- Task details
Each line with the string "eyebrow" is to be copied from the records below.

- Data records
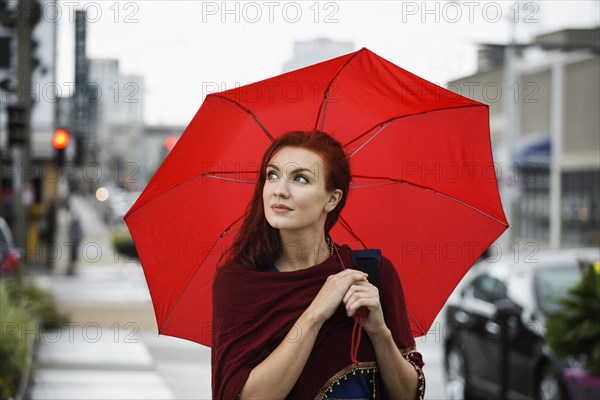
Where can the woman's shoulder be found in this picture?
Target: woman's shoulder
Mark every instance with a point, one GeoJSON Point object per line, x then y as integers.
{"type": "Point", "coordinates": [230, 269]}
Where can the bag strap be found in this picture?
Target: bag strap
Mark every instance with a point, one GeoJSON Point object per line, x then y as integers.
{"type": "Point", "coordinates": [368, 261]}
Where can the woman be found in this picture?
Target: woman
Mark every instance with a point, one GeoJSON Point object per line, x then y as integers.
{"type": "Point", "coordinates": [285, 304]}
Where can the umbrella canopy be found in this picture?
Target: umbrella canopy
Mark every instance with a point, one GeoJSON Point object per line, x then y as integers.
{"type": "Point", "coordinates": [423, 190]}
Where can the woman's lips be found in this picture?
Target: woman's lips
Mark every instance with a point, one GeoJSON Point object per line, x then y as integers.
{"type": "Point", "coordinates": [280, 208]}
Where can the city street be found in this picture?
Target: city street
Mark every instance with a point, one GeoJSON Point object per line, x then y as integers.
{"type": "Point", "coordinates": [111, 350]}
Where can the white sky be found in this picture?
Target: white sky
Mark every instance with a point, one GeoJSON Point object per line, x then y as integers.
{"type": "Point", "coordinates": [180, 46]}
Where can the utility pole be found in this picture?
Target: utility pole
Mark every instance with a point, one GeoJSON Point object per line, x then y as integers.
{"type": "Point", "coordinates": [21, 153]}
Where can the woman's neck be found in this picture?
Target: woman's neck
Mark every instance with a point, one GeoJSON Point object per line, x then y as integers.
{"type": "Point", "coordinates": [302, 251]}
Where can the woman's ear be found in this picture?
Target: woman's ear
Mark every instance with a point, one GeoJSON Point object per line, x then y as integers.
{"type": "Point", "coordinates": [334, 199]}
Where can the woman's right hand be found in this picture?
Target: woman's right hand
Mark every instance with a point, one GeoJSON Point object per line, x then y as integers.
{"type": "Point", "coordinates": [332, 293]}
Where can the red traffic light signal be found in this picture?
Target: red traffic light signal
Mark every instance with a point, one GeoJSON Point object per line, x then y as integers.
{"type": "Point", "coordinates": [60, 139]}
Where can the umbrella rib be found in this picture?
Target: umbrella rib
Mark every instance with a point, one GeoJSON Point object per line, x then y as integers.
{"type": "Point", "coordinates": [401, 181]}
{"type": "Point", "coordinates": [247, 110]}
{"type": "Point", "coordinates": [349, 229]}
{"type": "Point", "coordinates": [228, 179]}
{"type": "Point", "coordinates": [383, 126]}
{"type": "Point", "coordinates": [221, 236]}
{"type": "Point", "coordinates": [390, 120]}
{"type": "Point", "coordinates": [323, 106]}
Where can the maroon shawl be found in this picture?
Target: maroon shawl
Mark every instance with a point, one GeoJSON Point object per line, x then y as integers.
{"type": "Point", "coordinates": [253, 311]}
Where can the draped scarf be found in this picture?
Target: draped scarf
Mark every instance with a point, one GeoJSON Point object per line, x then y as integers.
{"type": "Point", "coordinates": [254, 311]}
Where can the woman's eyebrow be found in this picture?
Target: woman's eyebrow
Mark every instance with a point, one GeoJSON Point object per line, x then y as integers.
{"type": "Point", "coordinates": [276, 168]}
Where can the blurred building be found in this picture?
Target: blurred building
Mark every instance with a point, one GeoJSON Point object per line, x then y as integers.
{"type": "Point", "coordinates": [313, 51]}
{"type": "Point", "coordinates": [156, 144]}
{"type": "Point", "coordinates": [119, 119]}
{"type": "Point", "coordinates": [33, 168]}
{"type": "Point", "coordinates": [545, 129]}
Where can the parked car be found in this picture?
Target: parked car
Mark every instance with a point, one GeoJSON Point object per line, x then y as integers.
{"type": "Point", "coordinates": [472, 343]}
{"type": "Point", "coordinates": [10, 258]}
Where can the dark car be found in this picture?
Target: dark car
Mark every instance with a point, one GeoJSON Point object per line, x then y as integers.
{"type": "Point", "coordinates": [10, 258]}
{"type": "Point", "coordinates": [473, 337]}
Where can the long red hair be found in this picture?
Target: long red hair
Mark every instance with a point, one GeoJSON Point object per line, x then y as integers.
{"type": "Point", "coordinates": [257, 244]}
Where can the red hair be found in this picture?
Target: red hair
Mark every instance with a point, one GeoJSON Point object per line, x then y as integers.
{"type": "Point", "coordinates": [257, 243]}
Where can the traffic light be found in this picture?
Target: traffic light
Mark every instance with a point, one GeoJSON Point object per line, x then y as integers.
{"type": "Point", "coordinates": [60, 141]}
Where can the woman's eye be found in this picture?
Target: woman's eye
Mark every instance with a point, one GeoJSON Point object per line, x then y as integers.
{"type": "Point", "coordinates": [271, 175]}
{"type": "Point", "coordinates": [301, 178]}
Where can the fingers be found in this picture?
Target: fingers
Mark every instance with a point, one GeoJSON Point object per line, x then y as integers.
{"type": "Point", "coordinates": [361, 294]}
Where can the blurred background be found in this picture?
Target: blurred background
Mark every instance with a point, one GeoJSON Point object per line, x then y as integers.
{"type": "Point", "coordinates": [95, 94]}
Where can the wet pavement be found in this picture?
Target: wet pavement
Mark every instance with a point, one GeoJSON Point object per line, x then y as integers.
{"type": "Point", "coordinates": [111, 350]}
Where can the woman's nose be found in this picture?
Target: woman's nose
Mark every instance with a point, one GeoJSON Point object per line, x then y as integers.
{"type": "Point", "coordinates": [281, 188]}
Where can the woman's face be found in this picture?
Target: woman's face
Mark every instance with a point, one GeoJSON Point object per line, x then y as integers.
{"type": "Point", "coordinates": [294, 195]}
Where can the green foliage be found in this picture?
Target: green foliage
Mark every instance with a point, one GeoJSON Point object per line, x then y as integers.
{"type": "Point", "coordinates": [576, 330]}
{"type": "Point", "coordinates": [24, 310]}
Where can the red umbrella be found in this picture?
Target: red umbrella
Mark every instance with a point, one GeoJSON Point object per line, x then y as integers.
{"type": "Point", "coordinates": [424, 186]}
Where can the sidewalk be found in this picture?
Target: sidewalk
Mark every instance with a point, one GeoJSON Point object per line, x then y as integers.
{"type": "Point", "coordinates": [111, 349]}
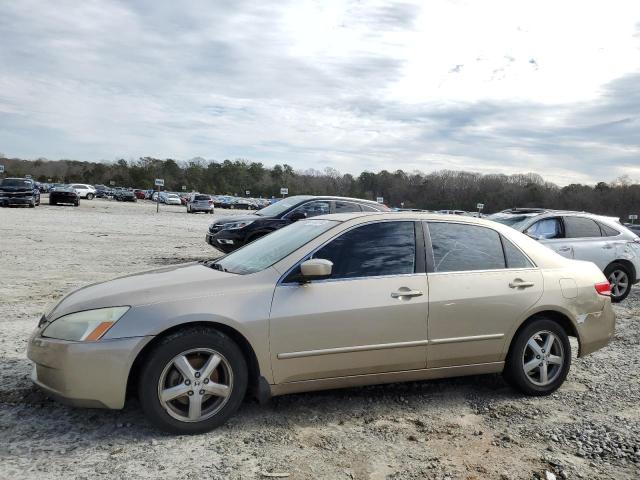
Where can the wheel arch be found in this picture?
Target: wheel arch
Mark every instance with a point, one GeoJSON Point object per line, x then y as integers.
{"type": "Point", "coordinates": [240, 340]}
{"type": "Point", "coordinates": [560, 318]}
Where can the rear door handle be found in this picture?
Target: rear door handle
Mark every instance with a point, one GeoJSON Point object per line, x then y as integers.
{"type": "Point", "coordinates": [406, 293]}
{"type": "Point", "coordinates": [518, 283]}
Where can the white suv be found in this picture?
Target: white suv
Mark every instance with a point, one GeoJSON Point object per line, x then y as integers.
{"type": "Point", "coordinates": [84, 191]}
{"type": "Point", "coordinates": [583, 236]}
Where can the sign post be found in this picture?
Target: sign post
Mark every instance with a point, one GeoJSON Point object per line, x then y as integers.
{"type": "Point", "coordinates": [158, 183]}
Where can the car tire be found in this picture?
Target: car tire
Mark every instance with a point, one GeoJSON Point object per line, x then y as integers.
{"type": "Point", "coordinates": [161, 372]}
{"type": "Point", "coordinates": [619, 277]}
{"type": "Point", "coordinates": [532, 369]}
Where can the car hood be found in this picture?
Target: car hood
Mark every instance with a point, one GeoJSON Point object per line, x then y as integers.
{"type": "Point", "coordinates": [154, 286]}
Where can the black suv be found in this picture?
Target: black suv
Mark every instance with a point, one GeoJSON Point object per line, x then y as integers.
{"type": "Point", "coordinates": [228, 233]}
{"type": "Point", "coordinates": [19, 191]}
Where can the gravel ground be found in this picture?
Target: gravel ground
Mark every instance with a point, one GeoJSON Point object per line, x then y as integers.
{"type": "Point", "coordinates": [467, 428]}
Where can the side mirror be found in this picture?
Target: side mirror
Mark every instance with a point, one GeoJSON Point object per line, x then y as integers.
{"type": "Point", "coordinates": [315, 269]}
{"type": "Point", "coordinates": [295, 216]}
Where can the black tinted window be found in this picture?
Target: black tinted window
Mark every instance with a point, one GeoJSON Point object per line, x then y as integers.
{"type": "Point", "coordinates": [385, 248]}
{"type": "Point", "coordinates": [458, 247]}
{"type": "Point", "coordinates": [580, 227]}
{"type": "Point", "coordinates": [608, 231]}
{"type": "Point", "coordinates": [514, 257]}
{"type": "Point", "coordinates": [347, 207]}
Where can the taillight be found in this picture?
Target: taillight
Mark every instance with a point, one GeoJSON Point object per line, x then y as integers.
{"type": "Point", "coordinates": [603, 288]}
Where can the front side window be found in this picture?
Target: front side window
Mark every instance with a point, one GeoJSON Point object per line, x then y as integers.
{"type": "Point", "coordinates": [581, 227]}
{"type": "Point", "coordinates": [267, 250]}
{"type": "Point", "coordinates": [459, 247]}
{"type": "Point", "coordinates": [375, 249]}
{"type": "Point", "coordinates": [545, 229]}
{"type": "Point", "coordinates": [313, 209]}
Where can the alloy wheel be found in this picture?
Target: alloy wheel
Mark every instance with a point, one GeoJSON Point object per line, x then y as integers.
{"type": "Point", "coordinates": [195, 385]}
{"type": "Point", "coordinates": [543, 358]}
{"type": "Point", "coordinates": [619, 281]}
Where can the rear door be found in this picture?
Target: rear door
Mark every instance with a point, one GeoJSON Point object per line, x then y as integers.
{"type": "Point", "coordinates": [480, 285]}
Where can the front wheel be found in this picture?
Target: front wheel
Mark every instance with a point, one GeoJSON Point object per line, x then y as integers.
{"type": "Point", "coordinates": [620, 279]}
{"type": "Point", "coordinates": [192, 381]}
{"type": "Point", "coordinates": [539, 358]}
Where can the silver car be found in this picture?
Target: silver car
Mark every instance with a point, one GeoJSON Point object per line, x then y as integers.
{"type": "Point", "coordinates": [583, 236]}
{"type": "Point", "coordinates": [199, 202]}
{"type": "Point", "coordinates": [334, 301]}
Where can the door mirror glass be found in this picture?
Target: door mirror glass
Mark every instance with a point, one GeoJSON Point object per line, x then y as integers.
{"type": "Point", "coordinates": [297, 215]}
{"type": "Point", "coordinates": [315, 269]}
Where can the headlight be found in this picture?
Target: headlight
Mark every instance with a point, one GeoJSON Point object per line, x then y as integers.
{"type": "Point", "coordinates": [236, 226]}
{"type": "Point", "coordinates": [87, 326]}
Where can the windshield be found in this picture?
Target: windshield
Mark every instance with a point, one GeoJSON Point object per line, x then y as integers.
{"type": "Point", "coordinates": [16, 182]}
{"type": "Point", "coordinates": [281, 206]}
{"type": "Point", "coordinates": [272, 248]}
{"type": "Point", "coordinates": [515, 221]}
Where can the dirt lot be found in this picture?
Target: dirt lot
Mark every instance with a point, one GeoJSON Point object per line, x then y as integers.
{"type": "Point", "coordinates": [470, 428]}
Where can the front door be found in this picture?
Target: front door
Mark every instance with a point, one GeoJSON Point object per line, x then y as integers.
{"type": "Point", "coordinates": [370, 316]}
{"type": "Point", "coordinates": [481, 285]}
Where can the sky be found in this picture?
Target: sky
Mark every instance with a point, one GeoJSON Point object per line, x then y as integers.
{"type": "Point", "coordinates": [551, 87]}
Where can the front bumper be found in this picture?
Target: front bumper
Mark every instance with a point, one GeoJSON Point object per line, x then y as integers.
{"type": "Point", "coordinates": [84, 374]}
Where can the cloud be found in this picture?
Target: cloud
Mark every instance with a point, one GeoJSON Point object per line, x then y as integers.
{"type": "Point", "coordinates": [345, 84]}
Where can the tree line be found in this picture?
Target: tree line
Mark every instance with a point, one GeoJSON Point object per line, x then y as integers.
{"type": "Point", "coordinates": [446, 189]}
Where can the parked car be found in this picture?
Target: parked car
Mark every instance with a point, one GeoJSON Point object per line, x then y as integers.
{"type": "Point", "coordinates": [102, 191]}
{"type": "Point", "coordinates": [65, 194]}
{"type": "Point", "coordinates": [230, 232]}
{"type": "Point", "coordinates": [124, 195]}
{"type": "Point", "coordinates": [84, 191]}
{"type": "Point", "coordinates": [171, 199]}
{"type": "Point", "coordinates": [583, 236]}
{"type": "Point", "coordinates": [199, 202]}
{"type": "Point", "coordinates": [19, 191]}
{"type": "Point", "coordinates": [329, 302]}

- Response to the task
Where can the woman's eyebrow be found in this picture?
Target: woman's eyebrow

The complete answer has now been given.